**EXCERPT TO READ**
%%

"Teaching Tolerance” project becomes “Learning for Justice,” with a new focus on impacting more Southern communities
MONTGOMERY, Ala. – The Southern Poverty Law Center’s Teaching Tolerance project, newly named Learning for Justice, is now led by Jalaya Liles Dunn, a 20-year veteran education advocate who aims to expand the project into homes and communities with a specific focus in the South -- as the nation confronts COVID-19, systemic racism, white supremacy and the ever-growing threat of anti-government extremist groups, the organization announced today.
Now in its 30th year, the project, a popular resource among educators nationwide for producing award-winning classroom resources about racial and social justice issues, recently explored changing the name to one that better reflects its current values, mission, and pedagogical approach to reducing hate and bias through education. The new name, Learning for Justice, captures the program’s heightened commitment to working alongside communities for justice in the South and beyond.
“For the past 30 years, the Teaching Tolerance project has worked alongside educators to transform schools and classrooms into welcoming and inclusive environments that encourage students to be strong advocates for racial and social justice in their communities,” said SPLC President and CEO Margaret Huang. “The name of the project has not reflected the work we do for quite some time. As we become Learning for Justice, we will expand our outreach to parents and caregivers and work to support the entire community that supports children and young people to learn and grow.”

%%

**RECORDS**

%%

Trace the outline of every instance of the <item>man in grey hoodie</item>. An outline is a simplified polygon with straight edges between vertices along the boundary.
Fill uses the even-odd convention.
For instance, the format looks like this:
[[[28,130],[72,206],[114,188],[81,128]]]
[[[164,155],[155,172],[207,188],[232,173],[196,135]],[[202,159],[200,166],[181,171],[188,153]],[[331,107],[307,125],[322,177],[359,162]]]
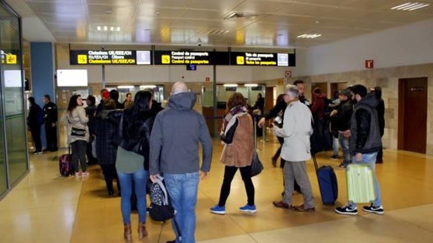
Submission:
[[[183,82],[173,85],[171,94],[168,108],[158,113],[154,123],[149,172],[154,182],[163,174],[177,211],[175,218],[181,232],[174,227],[176,240],[170,242],[194,243],[198,182],[209,176],[212,141],[204,117],[192,109],[196,94]],[[201,168],[199,142],[203,148]]]

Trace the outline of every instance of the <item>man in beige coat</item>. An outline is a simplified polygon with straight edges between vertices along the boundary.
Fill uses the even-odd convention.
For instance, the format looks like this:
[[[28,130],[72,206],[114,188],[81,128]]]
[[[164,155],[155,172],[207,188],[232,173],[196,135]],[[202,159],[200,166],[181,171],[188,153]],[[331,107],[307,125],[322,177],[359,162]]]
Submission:
[[[299,101],[299,91],[296,86],[286,86],[284,94],[287,107],[284,112],[284,125],[282,128],[274,128],[275,135],[283,137],[284,140],[281,151],[281,157],[286,162],[283,170],[284,195],[282,201],[273,203],[278,208],[299,212],[314,211],[314,199],[305,162],[311,158],[311,113],[308,107]],[[304,196],[304,204],[299,206],[292,205],[295,179]]]

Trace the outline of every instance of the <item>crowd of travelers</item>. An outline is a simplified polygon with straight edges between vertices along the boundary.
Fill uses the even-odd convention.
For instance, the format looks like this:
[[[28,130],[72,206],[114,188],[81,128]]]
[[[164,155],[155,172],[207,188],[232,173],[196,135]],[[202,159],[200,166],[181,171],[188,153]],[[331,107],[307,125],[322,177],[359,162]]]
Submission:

%%

**BRIEF**
Extend the news release about Teaching Tolerance becoming Learning for Justice, picking up after its last paragraph.

**RESPONSE TO THIS TASK**
The SPLC welcomed Dunn last month to lead Learning for Justice. She brings two decades of experience in social and racial justice pedagogy, anti-bias training, advocacy, and movement building to her new role. Prior to joining the SPLC, Dunn served as the national director of the Children’s Defense Fund Freedom Schools program and provided curriculum and professional development support and training to educators as a consultant.
“I am deeply honored to lead Learning for Justice and the future of anti-racism education at this crucial time of racial reckoning in the nation. Through movements like Black Lives Matter, there is renewed hope that together we can create more just, fair and equitable communities across the country, but it won’t be without a struggle against the ideologies and outright hatred that led to the attack on the nation’s Capitol this year or the brutal killings of unarmed Black people by police for the past several years, among other injustices we face.”
Learning for Justice will undergo several key changes to meet this great period of social change and the immediate need to boldly address the nation’s roots in racial genocide, systemic racism and white supremacy.
“As the country shifts, so must we in order to meet the challenges ahead,” Dunn said. “Our work will remain a purposeful and meaningful part of the SPLC’s legal, policy and public education strategies to battle racial and social injustice in the South and beyond.”
Learning for Justice will engage youth, schools, families and communities in intergenerational dialogue around the long history of race in the country, the multiple manifestations of racial injustice and the urgent need to build together a multiracial, multicultural democracy.
The future work of Learning for Justice will also uplift authentic storytelling, foster extensive learning communities, train new-generation change agents and demonstrate models of learning, justice and action on the ground.
In September 2020, the SPLC released a new poll showing overwhelming support across demographic groups for anti-racism education. When asked specifically about whether they supported “anti-racist education” as a policy to reduce and prevent hate and extremism, seven-in-10 adults nationally (70%) said they support such a program compared to only one-in-six adults (18%) who oppose it and 12 percent who are undecided.